The task - Starting from the line containing "Question. Place a dot on every instance of the white upper", write out every remaining line exactly, the last one included.

The data -
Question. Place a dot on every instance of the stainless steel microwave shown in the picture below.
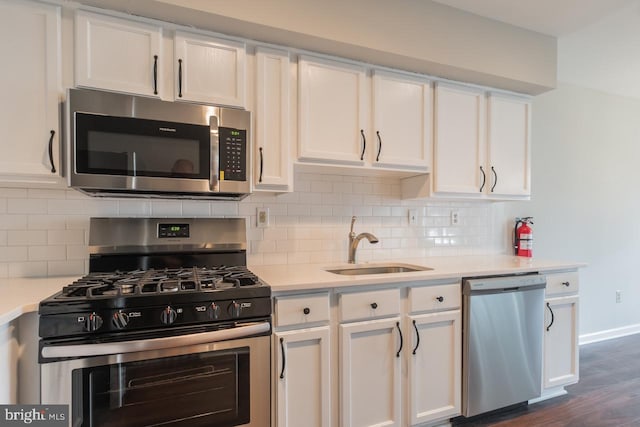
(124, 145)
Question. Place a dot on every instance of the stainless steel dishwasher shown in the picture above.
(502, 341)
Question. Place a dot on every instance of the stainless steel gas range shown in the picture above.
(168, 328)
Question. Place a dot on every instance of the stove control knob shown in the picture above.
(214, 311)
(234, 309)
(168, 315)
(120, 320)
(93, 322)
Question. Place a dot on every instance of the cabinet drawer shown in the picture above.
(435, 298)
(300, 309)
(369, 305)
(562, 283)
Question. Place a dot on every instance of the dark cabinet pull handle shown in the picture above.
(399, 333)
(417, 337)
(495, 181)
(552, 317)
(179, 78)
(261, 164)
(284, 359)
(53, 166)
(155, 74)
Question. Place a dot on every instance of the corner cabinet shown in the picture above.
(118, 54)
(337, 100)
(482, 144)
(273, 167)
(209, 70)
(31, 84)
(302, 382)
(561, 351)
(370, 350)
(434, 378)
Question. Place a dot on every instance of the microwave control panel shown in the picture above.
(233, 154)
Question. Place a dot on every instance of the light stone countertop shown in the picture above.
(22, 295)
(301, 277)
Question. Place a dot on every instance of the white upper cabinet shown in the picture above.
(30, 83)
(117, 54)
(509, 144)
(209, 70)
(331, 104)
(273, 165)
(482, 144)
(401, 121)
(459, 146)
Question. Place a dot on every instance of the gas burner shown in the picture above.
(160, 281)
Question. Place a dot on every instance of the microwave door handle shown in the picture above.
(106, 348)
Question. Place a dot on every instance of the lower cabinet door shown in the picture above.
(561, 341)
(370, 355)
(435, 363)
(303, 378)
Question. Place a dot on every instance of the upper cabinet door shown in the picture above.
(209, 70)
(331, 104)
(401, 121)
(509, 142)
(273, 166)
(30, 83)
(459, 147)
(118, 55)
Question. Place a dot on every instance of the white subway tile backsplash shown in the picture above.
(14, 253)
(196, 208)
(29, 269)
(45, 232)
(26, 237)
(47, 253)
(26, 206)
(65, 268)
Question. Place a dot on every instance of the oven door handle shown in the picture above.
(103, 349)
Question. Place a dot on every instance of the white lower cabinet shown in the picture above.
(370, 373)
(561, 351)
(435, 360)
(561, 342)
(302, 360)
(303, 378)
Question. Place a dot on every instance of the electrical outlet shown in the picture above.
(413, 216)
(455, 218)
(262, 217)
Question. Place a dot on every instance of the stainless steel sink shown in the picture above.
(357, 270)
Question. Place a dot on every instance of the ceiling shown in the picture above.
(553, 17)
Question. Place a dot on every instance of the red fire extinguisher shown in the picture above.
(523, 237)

Written reply -
Question. Place a dot on every instance of the white upper cabinet shown in the picture above.
(30, 83)
(117, 54)
(509, 144)
(209, 70)
(331, 104)
(273, 165)
(482, 144)
(401, 121)
(459, 146)
Question. Place a dot on every instance of the gas burner shown in the picture above.
(160, 281)
Question. Place a dot on every instance of the microwave door handle shown in the picture above.
(106, 348)
Question. Place a dot on every instance of the lower cabinet door shown in the picture above.
(561, 341)
(370, 355)
(435, 363)
(303, 378)
Question. Place a dot on every instance of the upper cabinet door shown in the picture above.
(209, 70)
(331, 104)
(401, 121)
(509, 142)
(273, 166)
(30, 83)
(459, 147)
(118, 55)
Question. Place a dot on every instance of the white subway tile backsplash shown in the picture above.
(14, 253)
(196, 208)
(29, 269)
(45, 232)
(26, 237)
(47, 253)
(26, 206)
(65, 268)
Question. Place a dot on every instance of the oven door handle shown in the picture above.
(103, 349)
Question. Place a dot on every instance of the white lower cabinet shown in the picture above.
(370, 373)
(561, 351)
(435, 360)
(561, 342)
(302, 360)
(303, 378)
Question. Place a dot on every instance of the electrical outlet shown in the picture above.
(413, 216)
(455, 218)
(262, 217)
Question. Place a dot on every instance of the stainless steel sink shown in the picture above.
(357, 270)
Question. Place a dot on every instance of the ceiling shown in the picture above.
(553, 17)
Question. Place a dot on every instance of the red fire extinguisher shown in the picture above.
(523, 237)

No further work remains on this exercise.